## WHAT THE TASK REQUIRES
A verbatim reprint of the records below is what this exercise asks for.

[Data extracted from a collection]
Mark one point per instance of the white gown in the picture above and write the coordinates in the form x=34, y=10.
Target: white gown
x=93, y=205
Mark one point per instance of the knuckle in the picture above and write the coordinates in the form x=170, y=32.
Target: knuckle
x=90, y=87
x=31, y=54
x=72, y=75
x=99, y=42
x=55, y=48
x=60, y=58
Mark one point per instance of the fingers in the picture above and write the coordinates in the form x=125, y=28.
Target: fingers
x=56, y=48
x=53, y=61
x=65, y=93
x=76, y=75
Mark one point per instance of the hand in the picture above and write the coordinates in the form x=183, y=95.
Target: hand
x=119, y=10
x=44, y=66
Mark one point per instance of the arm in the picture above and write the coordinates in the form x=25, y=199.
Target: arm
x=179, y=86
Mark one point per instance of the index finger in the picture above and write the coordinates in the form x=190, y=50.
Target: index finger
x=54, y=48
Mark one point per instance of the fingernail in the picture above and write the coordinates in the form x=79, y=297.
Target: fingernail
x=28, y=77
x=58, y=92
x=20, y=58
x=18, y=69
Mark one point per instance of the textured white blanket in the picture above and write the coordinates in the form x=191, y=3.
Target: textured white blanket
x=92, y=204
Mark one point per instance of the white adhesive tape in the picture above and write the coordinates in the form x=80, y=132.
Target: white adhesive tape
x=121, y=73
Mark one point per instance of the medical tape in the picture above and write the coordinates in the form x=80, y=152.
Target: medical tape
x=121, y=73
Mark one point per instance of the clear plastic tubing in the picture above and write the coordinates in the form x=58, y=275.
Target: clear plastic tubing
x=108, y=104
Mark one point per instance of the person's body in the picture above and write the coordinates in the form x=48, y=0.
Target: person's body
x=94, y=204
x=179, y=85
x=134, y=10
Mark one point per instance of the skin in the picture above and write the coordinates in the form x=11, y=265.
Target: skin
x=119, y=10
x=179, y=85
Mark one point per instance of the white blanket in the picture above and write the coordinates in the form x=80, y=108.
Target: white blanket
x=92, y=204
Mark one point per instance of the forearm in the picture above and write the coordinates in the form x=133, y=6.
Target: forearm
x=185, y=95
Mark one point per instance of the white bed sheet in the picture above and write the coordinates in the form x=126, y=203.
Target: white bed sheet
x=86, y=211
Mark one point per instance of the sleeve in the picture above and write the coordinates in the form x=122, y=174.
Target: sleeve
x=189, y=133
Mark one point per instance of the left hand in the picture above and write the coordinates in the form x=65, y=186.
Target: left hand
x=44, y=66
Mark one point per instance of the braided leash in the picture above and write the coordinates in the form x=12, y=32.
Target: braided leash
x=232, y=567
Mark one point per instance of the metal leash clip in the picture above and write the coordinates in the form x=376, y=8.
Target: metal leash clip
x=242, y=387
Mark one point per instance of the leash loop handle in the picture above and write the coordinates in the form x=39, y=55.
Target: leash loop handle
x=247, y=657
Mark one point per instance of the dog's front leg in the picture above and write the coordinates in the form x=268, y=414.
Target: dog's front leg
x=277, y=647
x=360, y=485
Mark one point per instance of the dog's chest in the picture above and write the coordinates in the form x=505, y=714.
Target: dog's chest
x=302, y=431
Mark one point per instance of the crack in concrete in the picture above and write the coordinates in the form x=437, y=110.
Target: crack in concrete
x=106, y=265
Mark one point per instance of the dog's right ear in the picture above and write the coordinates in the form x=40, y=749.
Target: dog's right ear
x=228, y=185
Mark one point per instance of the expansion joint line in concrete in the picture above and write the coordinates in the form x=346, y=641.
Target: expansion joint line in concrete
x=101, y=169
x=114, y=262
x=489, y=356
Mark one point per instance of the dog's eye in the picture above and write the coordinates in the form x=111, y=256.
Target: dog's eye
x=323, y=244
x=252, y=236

## ANSWER SPACE
Mark one point per instance of the white gown in the picture above and write the coordinates in the form x=34, y=10.
Target: white gown
x=93, y=205
Mark one point per instance of the knuckle in the picture above and write the coordinates in the form x=170, y=32.
Target: knuckle
x=90, y=87
x=31, y=54
x=72, y=75
x=99, y=42
x=55, y=48
x=60, y=58
Mark one point per instance of the fingers in the picture above and write the coordinates in the form x=125, y=28.
Target: fingers
x=56, y=48
x=53, y=61
x=65, y=93
x=76, y=75
Mark one point per instance of the hand in the picture above and write the coordinates in the form x=183, y=95.
Target: hand
x=119, y=10
x=44, y=66
Mark one point per instance of the arm in the picture above and write the coordinates in the form x=25, y=199.
Target: arm
x=179, y=86
Mark one point per instance of the index finger in the picture above and write the coordinates in the form x=190, y=50.
Target: index finger
x=54, y=48
Mark one point per instance of the fingernail in the picture above and write the coordinates in the form x=79, y=297.
Target: fingernail
x=28, y=77
x=58, y=92
x=20, y=58
x=18, y=69
Mark one point per instance of the textured white blanket in the picture above and write the coordinates in the form x=191, y=3.
Target: textured white blanket
x=92, y=204
Mark one point per instance of the white adhesive tape in the picture above and write the coordinates in the form x=80, y=132.
Target: white adhesive tape
x=121, y=73
Mark one point per instance of the medical tape in the picture above and write the coordinates in the form x=80, y=152.
Target: medical tape
x=121, y=73
Mark one point per instance of the clear plastic tubing in the picture above and write the coordinates in the form x=58, y=275.
Target: clear plastic tubing
x=108, y=104
Mark one point per instance of the person's body in the picture above and write the coordinates in the form x=48, y=0.
Target: person's body
x=94, y=204
x=179, y=85
x=134, y=10
Mark one point per instance of the skin in the picture above and write the coordinates in the form x=11, y=265.
Target: skin
x=119, y=10
x=179, y=85
Mark one point per instance of the white blanket in the picture above and write the coordinates in the form x=80, y=108.
Target: white blanket
x=92, y=204
Mark one point per instance of the forearm in the picture above and write the coordinates in the form x=133, y=6.
Target: forearm
x=185, y=95
Mark one point per instance of the white bed sheet in the picture above and write the coordinates in the form x=126, y=203.
Target: white bed sheet
x=86, y=211
Mark one point per instance of the sleeve in the picture above and write the coordinates in the form x=122, y=174.
Target: sleeve
x=189, y=133
Mark one point per instance of the left hand in the picture above and write the coordinates in the form x=65, y=186.
Target: left hand
x=44, y=66
Mark one point per instance of the braided leash in the picture above and write the coordinates in the form x=12, y=32.
Target: braided leash
x=232, y=567
Mark one point per instance of the metal leash clip in the picture above and write the coordinates in the form x=376, y=8.
Target: metal leash clip
x=242, y=387
Mark one point per instance of the leash loop handle in the picture above and write the coordinates in the form x=39, y=55.
Target: leash loop handle
x=247, y=657
Mark one point per instance of the dog's front leg in the picture above and write the coordinates in the form x=268, y=414.
Target: dog's front leg
x=277, y=647
x=360, y=485
Mark one point per instance of the dog's chest in the picture above and write the coordinates in the form x=505, y=714.
Target: dog's chest
x=302, y=431
Mark one point per instance of the crack in concrete in the picture above and write the coordinates in the form x=437, y=110.
Target: crack in concrete
x=106, y=265
Mark one point per instance of the dog's right ear in the picture above and write the coordinates in the form x=40, y=749.
Target: dog's right ear
x=228, y=185
Mark one point per instance of the expansion joint line in concrete in the picture above and write the coordinates in the form x=346, y=641.
Target: expansion joint line in concrete
x=101, y=169
x=114, y=262
x=489, y=356
Mark one point per instance of the dog's eye in the picture above and write the coordinates in the form x=111, y=256.
Target: dog's eye
x=323, y=244
x=252, y=236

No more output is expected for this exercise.